=== Text passage ===

TGI hard crashes after 1 OOM error

pranavthombare commented 4 months ago

System Info

TGI docker image on GCP. GPU: A100 Model: Phi-3

Information

[X] Docker
[ ] The CLI directly

Tasks

[X] An officially supported command
[ ] My own modifications

Reproduction

Load the Phi3 model (pranavthombare/Phi-3-mini-4k-construct)
run BM command: text-generation-benchmark -t pranavthombare/Phi-3-mini-4k-construct -s 512
After it runs out of memory, run the same command again.

Expected behavior

The TGI launcher should not hard crash.

pranavthombare commented 4 months ago

Below is the error I'm getting


    "timestamp": "2024-05-27T12:04:51.372064Z",
    "level": "ERROR",
    "fields": {
        "message": """'Shard complete standard error output:

        The argument `trust_remote_code` is to be used with Auto classes. It has no effect here and is ignored.

=== Data provided ===

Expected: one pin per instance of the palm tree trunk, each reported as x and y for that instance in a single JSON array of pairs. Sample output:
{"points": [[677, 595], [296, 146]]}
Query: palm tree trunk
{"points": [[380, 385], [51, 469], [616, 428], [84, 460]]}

===

**Short task:** Pick up the issue thread about TGI hard-crashing after an out-of-memory error and carry it on from its last line.

**Expected answer:**
        /opt/conda/lib/python3.10/site-packages/huggingface_hub/file_download.py:1132: FutureWarning: `resume_download` is deprecated and will be removed inversion 1.0.0. Downloads always resume when possible. If you want to force a new download, use `force_download=True`.
        warnings.warn(
        Special tokens have been added in the vocabulary, make sure the associated word embeddings are fine-tuned or trained.
        A new version of the following files was downloaded from https://huggingface.co/pranavthombare/Phi-3-mini-4k-construct:
        - configuration_phi3.py
        . Make sure to double-check they do not contain any added malicious code. To avoid downloading new versions of the code file, you can pin a revision.
        /opt/conda/lib/python3.10/site-packages/torch/distributed/distributed_c10d.py:658: UserWarning: You are using a Backend <class \'text_generation_server.utils.dist.FakeGroup\'> as a ProcessGroup. This usage is deprecated since PyTorch 2.0. Please use a public API of PyTorch Distributed instead.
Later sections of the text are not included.